→ Selected text:
== == ==

The Minister for Africa in the UK, Hon Mark Simmons, The Chairman of the Commonwealth Business Council, Lord Marland of Odstock, Honourable Ministers and Representatives of the Diplomatic Community in London, Esteemed Members of the Business Community in London and Uganda, Ladies and Gentlemen.
Thank you for inviting me to address such a distinguished audience. I have confidence that by the end of this forum, there will be decisions to locate business in Uganda’s growing and resilient economy.
There are two Kings in the modern world: the entrepreneur and the consumer. This is as far as business is concerned. The entrepreneur has got the following three factors:
(i) ability to detect opportunity and how to utilize it in order to maximize profits and minimize costs;
(ii) savings or ability to raise cost effective funding to cause the realization of the project or enterprise; and
(iii) ability to acquire the necessary technology to produce the desired items.
The consumer, on the other hand, has got two characteristics: need for the concerned product and ability to pay for it ─ i.e. purchasing power.
The two Kings, however, need five other factors to have a beneficial relationship. Those factors are:
(i) good infrastructure that ensures that the costs of doing business in the economy are low so that profits can be made;
(ii) peace in the country;
(iii) availability of raw-materials;
(iv) a business friendly policy environment; and
(v) a skilled work force that accepts competitive wages.

== == ==

→ Stored data entries:
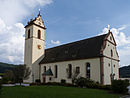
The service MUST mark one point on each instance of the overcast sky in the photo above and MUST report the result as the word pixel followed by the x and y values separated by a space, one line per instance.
pixel 66 21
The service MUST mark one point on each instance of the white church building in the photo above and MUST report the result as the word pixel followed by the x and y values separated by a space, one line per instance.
pixel 95 58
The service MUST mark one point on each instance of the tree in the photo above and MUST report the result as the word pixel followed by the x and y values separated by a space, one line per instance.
pixel 21 73
pixel 0 86
pixel 8 76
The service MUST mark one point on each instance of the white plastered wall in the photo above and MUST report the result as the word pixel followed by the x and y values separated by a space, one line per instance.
pixel 107 60
pixel 62 66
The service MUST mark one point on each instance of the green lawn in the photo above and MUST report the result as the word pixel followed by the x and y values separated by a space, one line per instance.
pixel 54 92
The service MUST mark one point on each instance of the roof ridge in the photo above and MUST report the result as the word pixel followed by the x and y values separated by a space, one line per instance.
pixel 77 41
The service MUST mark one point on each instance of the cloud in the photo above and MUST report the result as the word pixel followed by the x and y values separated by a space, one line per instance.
pixel 12 43
pixel 55 42
pixel 123 43
pixel 12 11
pixel 12 30
pixel 37 2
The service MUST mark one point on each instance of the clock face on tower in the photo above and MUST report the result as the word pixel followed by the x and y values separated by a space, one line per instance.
pixel 39 46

== == ==

→ Problems to solve:
A - In the speech on business in Uganda, what two characteristics does the consumer have?
B - Please extend the speech on business in Uganda from the point where it stops.

→ Task answers:
A - The consumer needs the product and can pay for it, which means having purchasing power.

B -
At the present moment, much of Africa has got one King ─ a capable and growing consumer society ─ as well as the five facilitating factors. Moreover, the awareness for the need for the expanding of these five factors is also growing.
There is in fact a growing enlightenment for the need to generate more electricity, bituminize more roads, build modern railways, expand education and skill the society as well as expanding the ICT network.
The collective GDP of Africa is now US$ 1.8 trillion and it will be US$ 2.6 trillion by 2020. What is crucial is to remember that this GDP was only US$ 500 billion in 1998.
It has now grown by almost 4 times in the last 16 years. This growth has been in spite of the historical bottlenecks such as inadequate electricity, poor roads, no railway systems, lack of peace in big chunks of the continent, etc.
These bottlenecks notwithstanding, when the rest of the world was in economic turmoil recently, Sub-Saharan Africa was growing at the rate of 5% per annum. Uganda’s economy has been growing at the annual average rate of growth of 6.5% per annum for the last 28 years, the strategic bottlenecks notwithstanding.
With more electricity supply, improved roads and the modernized railway system, Uganda’s economy will grow by double digits. Uganda is rich in natural resources with very good agricultural potential and history (traditional); a lot of fresh water resources (Lake Victoria ─ Nalubaale, the River Nile ─ Kiira, the Mountains of the Moon ─ the Rwenzori) are all found in Uganda; a lot of mineral wealth discovered recently by the Government (gold, uranium, wolfram, nickel, iron-ore, limestone, phosphate, vermiculite, aluminium clays, coltan, tin, copper, cobalt, etc.,); petroleum and gas; tourism resources; forest resources; and, of course, the growing, educated human resource of, presently 37 million people, to grow to 53.7 million by 2025.
This human resource has already manufactured proto-types of electric automobiles, industrial machinery and claims an array of scientific patents.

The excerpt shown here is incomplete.